__Verilen Görev 1__.
Veri kümesindeki kayıtların tüm satırlarını boş satırları atlayarak numaralı bir listeye dönüştür.

★ ★ ★ ★

Hakan Fidan'dan Erdoğan'ın ameliyatına müdahale
Erdoğan'ın FETÖ hastanesinde ameliyata girmesine MİT Müsteşarı Hakan Fidan engel oldu.
İzmir'de, Fetullahçı Terör Örgütü/Paralel Devlet Yapılanması'na (FETÖ/PDY) finansal destek sağladıkları iddiasıyla tutuklanan işadamları Emir Ağbaş ve Mehmet Çelikarslan ile tutuksuz olan şirket çalışanlarından Selami Başaran hakkında 5-10 yıl arasında hapis cezası istemiyle dava açıldı. İddianamede o dönem başbakan olan Cumhurbaşkanı Recep Tayyip Erdoğan'ın ameliyatına da yer verilerek, "Başbakan Recep Tayyip Erdoğan rahatsızlandığı zaman cemaate ait bir hastaneye yatırıldığını duyan Hakan Fidan, hızlı bir şekilde hastaneye yetişip ameliyata mani olmuş ve cemaatin/paralel yapının yapmak istediği tehlikeli sonuca engel olmuştur" ifadesi de yer aldı.
İzmir Emniyet Müdürlüğü Mali Suçlarla Mücadele Şubesi ekiplerince, geçen 18 Şubat'ta düzenlenen operasyonda, ABD'den dönen işadamı Emir Ağbaş ve Mehmet Çelikaslan, İzmir Adnan Menderes Havalimanı'nda FETÖ/PDY'ye finansal destek sağladıkları iddiasıyla gözaltına alındı. Polis, İzmir ve İstanbul'da Ağbaş'a ait 8 adreste arama yaptı. Ağbaş ve Çelikaslan tutuklanırken, şirket çalışanlarından Selami Başaran ise tutuksuz yargılanmak üzere serbest bırakıldı.

★ ★ ★ ★

__Verilen Görev 2__.
Hakan Fidan'ın Erdoğan'ın ameliyatına müdahalesini konu alan yukarıdaki haberi son cümlesinden sonra sürdür.

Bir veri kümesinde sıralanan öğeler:

★ ★ ★ ★

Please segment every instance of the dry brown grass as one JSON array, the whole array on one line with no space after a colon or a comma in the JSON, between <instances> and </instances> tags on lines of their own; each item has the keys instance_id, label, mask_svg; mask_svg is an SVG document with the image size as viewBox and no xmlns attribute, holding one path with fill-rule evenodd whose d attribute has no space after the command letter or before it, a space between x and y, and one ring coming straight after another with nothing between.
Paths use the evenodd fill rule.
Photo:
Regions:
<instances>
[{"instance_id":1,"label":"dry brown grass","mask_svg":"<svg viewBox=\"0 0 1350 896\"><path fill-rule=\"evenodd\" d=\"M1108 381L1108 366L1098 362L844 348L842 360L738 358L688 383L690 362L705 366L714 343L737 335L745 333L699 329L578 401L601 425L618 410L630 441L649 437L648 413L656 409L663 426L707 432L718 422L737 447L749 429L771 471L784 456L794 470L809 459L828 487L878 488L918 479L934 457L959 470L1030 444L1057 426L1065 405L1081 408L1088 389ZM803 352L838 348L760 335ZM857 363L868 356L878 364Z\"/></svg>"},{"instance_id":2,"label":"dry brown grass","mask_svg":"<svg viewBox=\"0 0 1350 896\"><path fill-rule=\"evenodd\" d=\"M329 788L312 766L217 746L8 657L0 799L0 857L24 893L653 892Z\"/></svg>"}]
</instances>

★ ★ ★ ★

__Yazılı Yanıt 1__.
1. Please segment every instance of the dry brown grass as one JSON array, the whole array on one line with no space after a colon or a comma in the JSON, between <instances> and </instances> tags on lines of their own; each item has the keys instance_id, label, mask_svg; mask_svg is an SVG document with the image size as viewBox and no xmlns attribute, holding one path with fill-rule evenodd whose d attribute has no space after the command letter or before it, a space between x and y, and one ring coming straight after another with nothing between.
2. Paths use the evenodd fill rule.
3. Photo:
4. Regions:
5. <instances>
6. [{"instance_id":1,"label":"dry brown grass","mask_svg":"<svg viewBox=\"0 0 1350 896\"><path fill-rule=\"evenodd\" d=\"M1108 381L1108 366L1098 362L844 348L842 360L738 358L688 383L690 362L705 366L714 343L737 335L745 333L699 329L578 401L601 425L618 410L630 441L649 437L648 413L656 409L663 426L707 432L718 422L737 447L749 429L771 471L784 456L794 470L809 459L828 487L878 488L918 479L934 457L959 470L1030 444L1057 426L1065 405L1081 408L1088 389ZM803 352L838 348L760 335ZM857 363L868 356L878 364Z\"/></svg>"},{"instance_id":2,"label":"dry brown grass","mask_svg":"<svg viewBox=\"0 0 1350 896\"><path fill-rule=\"evenodd\" d=\"M329 788L312 766L217 746L8 657L0 799L0 857L24 893L653 892Z\"/></svg>"}]
7. </instances>

__Yazılı Yanıt 2__.
Soruşturmayı yürüten Terör ve Örgütlü Suçlar Bürosu Cumhuriyet Savcısı Zafer Dur, 56 sayfadan oluşan iddianamede, 2'si tutuklu 3 sanık hakkında "silahlı terör örgütü üyesi olmak" ve "Terörizmin Finansmanının Önlenmesi Hakkındaki Kanun'a muhalefet" suçlamalarıyla 5 ila 10 yıl arasında hapis cezası istemiyle İzmir 2'nci Ağır Ceza Mahkemesi'nde dava açtı.
ÖRGÜTÜ İMAMLAR YÖNETİYOR
Savcı Zafer Dur iddianamede, örgüt aleyhine kitap yazan Necip Hablemitoğlu, Haydar Meriç ve Aytunç Altındal gibi gazeteci yazarların şüpheli ölümlerine de yer verdi. Henüz kitabı basım aşamasına gelmemiş Ahmet Şık ile bu konuda kitap yazan Hanefi Avcı ve Nedim Şener'in uzun süre tutuklu yargılanmalarının üzerinde dikkatle durulması gereken bir konu olduğunu belirtti.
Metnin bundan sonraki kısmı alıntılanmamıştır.